CHALLENGE -
Reproduce each line exactly, including spacing and punctuation.

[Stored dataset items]
* start *

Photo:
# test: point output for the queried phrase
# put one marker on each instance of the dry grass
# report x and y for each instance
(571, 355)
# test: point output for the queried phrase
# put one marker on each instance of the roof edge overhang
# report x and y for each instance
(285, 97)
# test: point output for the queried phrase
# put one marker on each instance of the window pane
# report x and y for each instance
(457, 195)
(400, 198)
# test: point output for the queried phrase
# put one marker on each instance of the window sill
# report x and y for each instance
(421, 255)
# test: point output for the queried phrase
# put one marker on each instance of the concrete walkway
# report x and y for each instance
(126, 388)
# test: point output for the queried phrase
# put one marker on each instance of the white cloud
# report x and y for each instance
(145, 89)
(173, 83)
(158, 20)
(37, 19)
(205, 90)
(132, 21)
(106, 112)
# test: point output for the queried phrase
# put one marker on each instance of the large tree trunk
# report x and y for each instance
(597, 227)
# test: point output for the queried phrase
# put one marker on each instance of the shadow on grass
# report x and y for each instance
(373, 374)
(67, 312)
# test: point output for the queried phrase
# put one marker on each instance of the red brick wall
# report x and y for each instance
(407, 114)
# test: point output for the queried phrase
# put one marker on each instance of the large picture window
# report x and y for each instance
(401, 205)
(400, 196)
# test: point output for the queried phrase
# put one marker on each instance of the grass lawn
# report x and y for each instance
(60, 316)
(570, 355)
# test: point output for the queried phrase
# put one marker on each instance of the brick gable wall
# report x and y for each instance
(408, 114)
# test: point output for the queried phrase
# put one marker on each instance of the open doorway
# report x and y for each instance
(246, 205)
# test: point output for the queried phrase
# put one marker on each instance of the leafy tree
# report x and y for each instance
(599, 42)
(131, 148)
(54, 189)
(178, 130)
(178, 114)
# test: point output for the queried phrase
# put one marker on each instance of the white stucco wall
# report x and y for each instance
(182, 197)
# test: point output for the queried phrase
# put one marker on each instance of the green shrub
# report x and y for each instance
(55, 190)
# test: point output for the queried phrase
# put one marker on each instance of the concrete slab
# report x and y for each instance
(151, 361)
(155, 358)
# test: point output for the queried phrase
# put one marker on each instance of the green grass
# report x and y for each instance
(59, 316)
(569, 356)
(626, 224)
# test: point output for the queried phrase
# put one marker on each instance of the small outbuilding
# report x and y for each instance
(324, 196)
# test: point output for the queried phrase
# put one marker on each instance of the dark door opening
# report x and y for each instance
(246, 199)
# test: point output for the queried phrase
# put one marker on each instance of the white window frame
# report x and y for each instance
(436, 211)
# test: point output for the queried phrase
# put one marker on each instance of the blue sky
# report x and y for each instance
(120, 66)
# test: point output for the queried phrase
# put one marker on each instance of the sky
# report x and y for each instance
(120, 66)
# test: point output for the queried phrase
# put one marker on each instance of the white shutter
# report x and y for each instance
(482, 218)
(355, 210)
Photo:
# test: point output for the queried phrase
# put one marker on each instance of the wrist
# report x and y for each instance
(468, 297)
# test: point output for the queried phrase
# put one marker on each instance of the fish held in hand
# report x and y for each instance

* end *

TASK OUTPUT -
Photo:
# test: point output for the queried phrase
# put one marker on each instance of the dry grass
# report x and y for each instance
(571, 355)
# test: point output for the queried phrase
# put one marker on each instance of the roof edge overhang
# report x and y for each instance
(285, 97)
# test: point output for the queried phrase
# put one marker on each instance of the window pane
# report x and y for each instance
(457, 195)
(400, 198)
# test: point output for the queried phrase
# put one marker on each instance of the window sill
# report x and y for each instance
(421, 255)
# test: point output for the queried phrase
# put one marker on each instance of the concrete walkway
# report x and y for each instance
(126, 388)
# test: point output for the queried phrase
# put one marker on each instance of the white cloud
# report x and y for each instance
(145, 89)
(173, 83)
(158, 20)
(37, 19)
(205, 90)
(132, 21)
(106, 112)
# test: point output for the queried phrase
# put one marker on each instance of the large tree trunk
# report x and y for each instance
(597, 227)
# test: point output for the queried phrase
# put one marker on each instance of the shadow on grass
# report x and y for each instance
(373, 374)
(67, 312)
# test: point output for the queried phrase
# put one marker on each instance of the red brick wall
# report x and y for each instance
(407, 114)
# test: point output for the queried phrase
# put one marker on each instance of the large picture window
# report x and y for each instance
(401, 205)
(400, 196)
# test: point output for the queried phrase
# put one marker on each instance of the grass lawn
# report x and y for each instance
(60, 316)
(570, 355)
# test: point output for the queried phrase
# put one marker on each instance of the brick gable wall
# report x and y for each instance
(408, 114)
# test: point output for the queried phrase
# put one marker on each instance of the open doorway
# report x and y for each instance
(246, 205)
# test: point output for the queried phrase
# put one marker on each instance of the leafy tree
# report x and y for each instance
(599, 42)
(131, 148)
(54, 189)
(178, 130)
(178, 114)
# test: point output for the queried phrase
# put one marker on each instance of the white stucco wall
# report x and y for each instance
(182, 197)
# test: point output for the queried phrase
# put one marker on each instance of the green shrub
# report x and y for each instance
(55, 190)
# test: point output for the queried phrase
# put one marker on each instance of the concrete slab
# report x and y for each instance
(151, 361)
(155, 358)
# test: point output for the queried phrase
# put one marker on each instance of the green grass
# report x and y for each instance
(59, 316)
(569, 356)
(626, 224)
# test: point output for the queried phrase
# put one marker on each instance of the small outbuilding
# report x and y for each instance
(324, 196)
# test: point output for the queried phrase
# put one marker on each instance of the dark door opening
# report x and y for each instance
(246, 199)
# test: point output for the queried phrase
# put one marker on each instance of the white window frame
# report x and y for each instance
(436, 211)
# test: point output for the queried phrase
# put one marker on each instance of the blue sky
# report x and y for each instance
(120, 66)
# test: point output for the queried phrase
# put one marker on each instance of the sky
# report x and y for each instance
(120, 66)
# test: point output for the queried phrase
# put one marker on each instance of the white shutter
# report x and y for each instance
(482, 218)
(355, 210)
Photo:
# test: point output for the queried phrase
# put one marker on each instance of the wrist
# report x and y for each instance
(468, 297)
# test: point output for the queried phrase
# put one marker on each instance of the fish held in hand
# report x and y for each instance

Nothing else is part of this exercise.